> [WHAT YOU HAVE TO DO]
Swap "keypoint" for "marker" in the data from the line containing "boundary and give integer pixel coordinates." to the line containing "(1244, 361)", and give only those lines with everything else unchanged.

> [DATA SUPPLIED]

## BEGIN

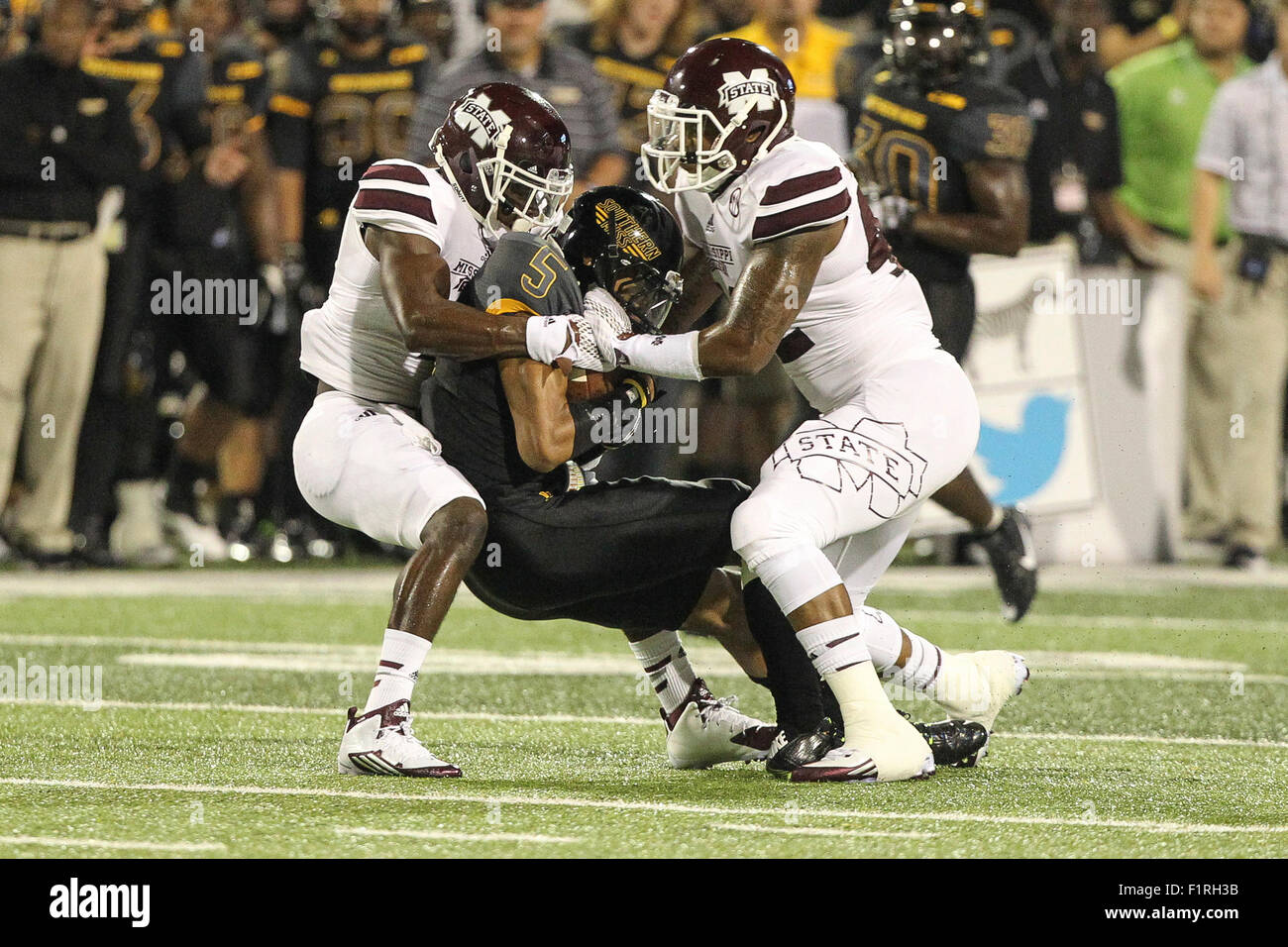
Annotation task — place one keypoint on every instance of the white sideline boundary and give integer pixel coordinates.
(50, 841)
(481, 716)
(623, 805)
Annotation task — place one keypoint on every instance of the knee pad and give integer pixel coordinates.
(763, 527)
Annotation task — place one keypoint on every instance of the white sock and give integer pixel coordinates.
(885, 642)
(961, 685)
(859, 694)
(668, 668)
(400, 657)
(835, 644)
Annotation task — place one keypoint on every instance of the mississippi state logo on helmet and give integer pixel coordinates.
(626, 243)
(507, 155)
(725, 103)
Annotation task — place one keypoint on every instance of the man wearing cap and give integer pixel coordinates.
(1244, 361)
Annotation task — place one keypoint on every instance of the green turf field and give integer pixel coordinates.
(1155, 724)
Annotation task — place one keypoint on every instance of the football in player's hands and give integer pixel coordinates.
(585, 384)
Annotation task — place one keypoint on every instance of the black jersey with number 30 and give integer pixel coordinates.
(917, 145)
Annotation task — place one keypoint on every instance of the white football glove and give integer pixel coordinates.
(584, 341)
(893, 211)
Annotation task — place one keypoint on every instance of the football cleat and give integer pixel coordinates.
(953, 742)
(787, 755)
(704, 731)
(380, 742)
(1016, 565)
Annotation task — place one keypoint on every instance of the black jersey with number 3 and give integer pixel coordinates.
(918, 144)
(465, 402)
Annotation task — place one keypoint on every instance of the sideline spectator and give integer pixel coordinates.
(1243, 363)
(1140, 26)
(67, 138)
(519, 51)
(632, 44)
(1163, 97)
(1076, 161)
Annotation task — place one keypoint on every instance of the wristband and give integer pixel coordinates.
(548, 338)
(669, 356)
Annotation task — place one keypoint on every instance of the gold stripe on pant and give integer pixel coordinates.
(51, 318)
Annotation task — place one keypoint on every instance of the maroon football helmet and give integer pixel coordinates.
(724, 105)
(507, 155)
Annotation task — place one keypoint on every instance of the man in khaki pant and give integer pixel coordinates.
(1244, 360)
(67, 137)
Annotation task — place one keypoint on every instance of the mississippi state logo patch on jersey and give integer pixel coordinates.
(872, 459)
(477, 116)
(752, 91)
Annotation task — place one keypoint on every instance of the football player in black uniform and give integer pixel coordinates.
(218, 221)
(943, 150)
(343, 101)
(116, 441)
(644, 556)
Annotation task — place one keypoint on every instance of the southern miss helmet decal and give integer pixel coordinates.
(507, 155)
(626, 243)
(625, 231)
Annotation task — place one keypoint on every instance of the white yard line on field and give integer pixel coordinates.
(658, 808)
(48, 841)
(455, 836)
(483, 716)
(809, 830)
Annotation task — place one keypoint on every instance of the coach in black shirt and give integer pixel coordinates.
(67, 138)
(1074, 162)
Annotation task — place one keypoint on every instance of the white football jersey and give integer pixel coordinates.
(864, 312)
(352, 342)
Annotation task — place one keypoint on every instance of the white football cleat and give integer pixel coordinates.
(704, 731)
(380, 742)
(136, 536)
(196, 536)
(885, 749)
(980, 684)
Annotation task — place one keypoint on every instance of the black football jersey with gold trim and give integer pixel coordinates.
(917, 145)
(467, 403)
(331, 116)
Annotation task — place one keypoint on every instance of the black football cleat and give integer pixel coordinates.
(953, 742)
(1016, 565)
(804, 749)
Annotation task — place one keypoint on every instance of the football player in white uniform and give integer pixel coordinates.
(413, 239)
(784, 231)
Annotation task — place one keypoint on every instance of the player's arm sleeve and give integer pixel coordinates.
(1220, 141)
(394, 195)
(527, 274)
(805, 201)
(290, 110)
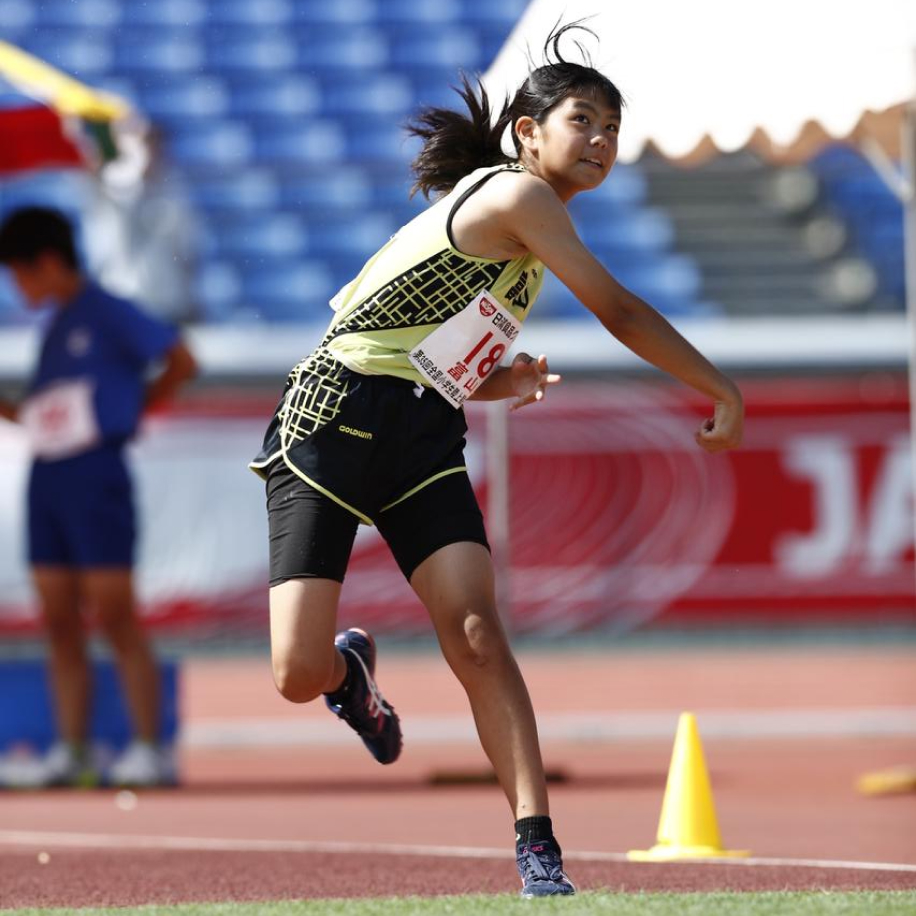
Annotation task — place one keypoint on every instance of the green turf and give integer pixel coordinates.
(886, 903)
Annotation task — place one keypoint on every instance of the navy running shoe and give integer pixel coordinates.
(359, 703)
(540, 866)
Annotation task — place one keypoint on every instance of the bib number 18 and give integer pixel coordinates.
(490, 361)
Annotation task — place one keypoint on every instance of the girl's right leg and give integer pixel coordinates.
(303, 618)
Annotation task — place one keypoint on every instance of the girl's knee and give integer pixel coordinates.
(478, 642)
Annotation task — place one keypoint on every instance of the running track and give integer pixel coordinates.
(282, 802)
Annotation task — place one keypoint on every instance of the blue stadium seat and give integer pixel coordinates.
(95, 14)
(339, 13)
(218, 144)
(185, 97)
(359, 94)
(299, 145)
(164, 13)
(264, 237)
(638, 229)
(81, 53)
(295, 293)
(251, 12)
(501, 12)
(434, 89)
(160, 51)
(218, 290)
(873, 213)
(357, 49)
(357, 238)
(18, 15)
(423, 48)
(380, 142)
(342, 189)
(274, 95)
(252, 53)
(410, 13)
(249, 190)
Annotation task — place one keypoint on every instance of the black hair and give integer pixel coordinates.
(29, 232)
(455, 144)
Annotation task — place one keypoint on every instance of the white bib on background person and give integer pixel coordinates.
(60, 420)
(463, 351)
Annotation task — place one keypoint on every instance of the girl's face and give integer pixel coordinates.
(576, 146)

## END
## BEGIN

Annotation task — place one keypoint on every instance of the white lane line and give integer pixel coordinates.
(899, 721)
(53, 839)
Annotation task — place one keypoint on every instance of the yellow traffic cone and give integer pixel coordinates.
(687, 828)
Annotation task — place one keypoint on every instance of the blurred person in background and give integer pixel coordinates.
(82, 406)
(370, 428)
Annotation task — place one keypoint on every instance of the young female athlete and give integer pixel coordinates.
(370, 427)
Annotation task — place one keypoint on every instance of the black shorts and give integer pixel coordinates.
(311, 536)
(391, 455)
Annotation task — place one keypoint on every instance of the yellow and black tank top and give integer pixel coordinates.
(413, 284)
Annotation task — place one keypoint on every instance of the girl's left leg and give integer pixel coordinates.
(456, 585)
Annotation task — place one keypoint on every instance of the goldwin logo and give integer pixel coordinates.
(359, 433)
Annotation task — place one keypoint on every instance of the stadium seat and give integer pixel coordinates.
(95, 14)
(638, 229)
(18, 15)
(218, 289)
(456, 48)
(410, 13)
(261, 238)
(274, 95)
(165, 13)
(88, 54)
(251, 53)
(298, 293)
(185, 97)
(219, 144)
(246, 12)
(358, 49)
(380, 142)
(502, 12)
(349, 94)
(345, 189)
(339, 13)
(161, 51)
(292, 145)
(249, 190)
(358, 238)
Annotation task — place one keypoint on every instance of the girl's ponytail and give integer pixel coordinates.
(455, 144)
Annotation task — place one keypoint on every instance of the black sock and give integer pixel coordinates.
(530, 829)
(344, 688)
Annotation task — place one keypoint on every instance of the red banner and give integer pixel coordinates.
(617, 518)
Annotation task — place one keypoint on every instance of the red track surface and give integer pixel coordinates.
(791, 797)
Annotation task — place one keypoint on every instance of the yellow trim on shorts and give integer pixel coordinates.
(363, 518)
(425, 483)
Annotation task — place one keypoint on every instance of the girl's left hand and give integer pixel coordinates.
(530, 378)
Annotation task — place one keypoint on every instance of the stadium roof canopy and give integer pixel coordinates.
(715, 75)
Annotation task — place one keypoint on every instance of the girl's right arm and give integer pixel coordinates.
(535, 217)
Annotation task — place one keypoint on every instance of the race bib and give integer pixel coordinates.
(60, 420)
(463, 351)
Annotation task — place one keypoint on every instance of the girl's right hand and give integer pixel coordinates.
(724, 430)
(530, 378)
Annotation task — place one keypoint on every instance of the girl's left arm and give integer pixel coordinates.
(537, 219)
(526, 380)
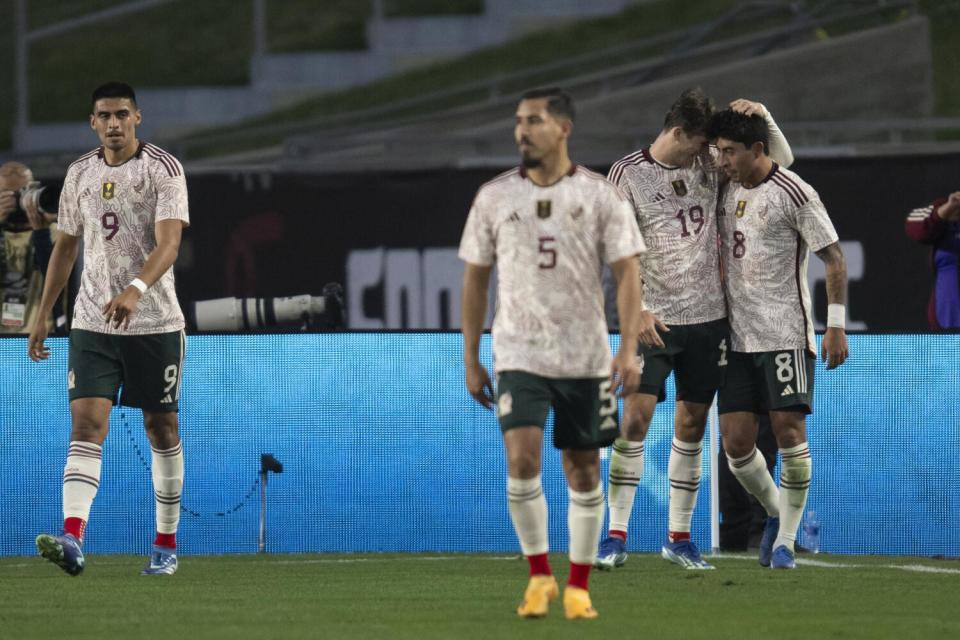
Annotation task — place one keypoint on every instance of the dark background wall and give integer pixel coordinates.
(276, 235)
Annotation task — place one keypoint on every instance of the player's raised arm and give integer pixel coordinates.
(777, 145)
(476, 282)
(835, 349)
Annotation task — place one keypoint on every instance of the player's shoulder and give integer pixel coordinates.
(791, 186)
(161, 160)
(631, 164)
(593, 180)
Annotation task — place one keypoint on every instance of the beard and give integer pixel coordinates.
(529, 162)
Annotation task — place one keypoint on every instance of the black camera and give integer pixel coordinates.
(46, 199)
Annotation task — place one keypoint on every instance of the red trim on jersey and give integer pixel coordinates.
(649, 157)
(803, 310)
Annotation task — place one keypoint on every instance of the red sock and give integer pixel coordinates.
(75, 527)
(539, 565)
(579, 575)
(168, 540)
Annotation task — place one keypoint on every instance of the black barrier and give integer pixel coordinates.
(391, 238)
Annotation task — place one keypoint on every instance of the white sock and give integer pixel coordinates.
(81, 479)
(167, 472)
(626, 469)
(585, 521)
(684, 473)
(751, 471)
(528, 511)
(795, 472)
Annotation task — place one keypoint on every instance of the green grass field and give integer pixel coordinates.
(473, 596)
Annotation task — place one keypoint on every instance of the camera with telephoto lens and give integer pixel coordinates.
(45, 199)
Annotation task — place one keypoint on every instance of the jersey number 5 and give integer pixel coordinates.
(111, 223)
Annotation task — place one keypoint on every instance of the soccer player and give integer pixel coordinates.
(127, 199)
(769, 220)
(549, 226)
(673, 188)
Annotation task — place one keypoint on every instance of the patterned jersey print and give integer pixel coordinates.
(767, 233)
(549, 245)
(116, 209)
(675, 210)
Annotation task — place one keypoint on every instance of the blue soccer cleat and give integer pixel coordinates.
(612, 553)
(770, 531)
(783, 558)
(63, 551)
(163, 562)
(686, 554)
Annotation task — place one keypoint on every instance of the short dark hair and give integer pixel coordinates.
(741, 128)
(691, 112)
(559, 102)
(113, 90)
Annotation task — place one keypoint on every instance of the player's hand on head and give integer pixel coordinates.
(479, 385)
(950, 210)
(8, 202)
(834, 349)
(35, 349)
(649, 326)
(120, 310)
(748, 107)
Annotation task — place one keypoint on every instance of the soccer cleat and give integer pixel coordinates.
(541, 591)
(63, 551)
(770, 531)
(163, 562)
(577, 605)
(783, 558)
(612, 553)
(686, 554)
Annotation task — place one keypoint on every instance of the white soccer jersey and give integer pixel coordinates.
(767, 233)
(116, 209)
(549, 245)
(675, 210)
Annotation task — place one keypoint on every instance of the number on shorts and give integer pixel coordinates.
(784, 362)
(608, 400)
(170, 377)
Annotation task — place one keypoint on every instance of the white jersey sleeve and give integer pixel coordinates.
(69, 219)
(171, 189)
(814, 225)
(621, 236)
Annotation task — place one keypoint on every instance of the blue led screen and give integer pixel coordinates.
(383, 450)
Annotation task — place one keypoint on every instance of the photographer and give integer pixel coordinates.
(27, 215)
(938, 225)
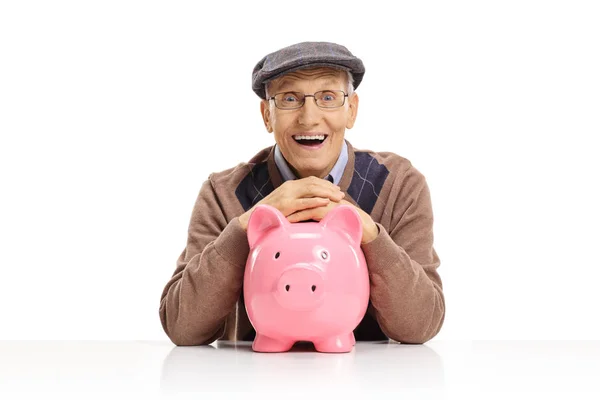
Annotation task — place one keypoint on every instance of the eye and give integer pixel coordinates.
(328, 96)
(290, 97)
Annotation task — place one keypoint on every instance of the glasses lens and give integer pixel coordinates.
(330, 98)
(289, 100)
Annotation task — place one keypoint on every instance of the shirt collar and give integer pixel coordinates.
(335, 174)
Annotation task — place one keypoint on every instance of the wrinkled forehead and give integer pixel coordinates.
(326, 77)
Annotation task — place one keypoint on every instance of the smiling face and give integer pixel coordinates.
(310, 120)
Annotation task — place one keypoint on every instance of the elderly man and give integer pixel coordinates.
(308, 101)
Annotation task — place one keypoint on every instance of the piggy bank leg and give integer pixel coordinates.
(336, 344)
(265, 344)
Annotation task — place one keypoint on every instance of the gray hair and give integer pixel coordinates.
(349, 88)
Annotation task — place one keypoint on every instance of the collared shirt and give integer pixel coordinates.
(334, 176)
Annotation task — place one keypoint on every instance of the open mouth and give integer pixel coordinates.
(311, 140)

## END

> [RESULT]
Annotation task — place one marker on every instance of the white sideline boundary and give integer pixel coordinates.
(50, 841)
(481, 716)
(623, 805)
Annotation task — place one marker on every instance of the knee pad and give integer pixel coordinates.
(763, 527)
Annotation task — place one marker on every instance of the white sock and give integer pixel coordinates.
(885, 642)
(961, 685)
(859, 694)
(668, 668)
(400, 657)
(835, 644)
Annotation task — place one marker on every instance of the mississippi state logo on helmet and give integer pixel coordinates.
(626, 243)
(507, 155)
(725, 103)
Annotation task — place one marker on every instance of the man wearing cap and give integer pixel coordinates.
(1244, 361)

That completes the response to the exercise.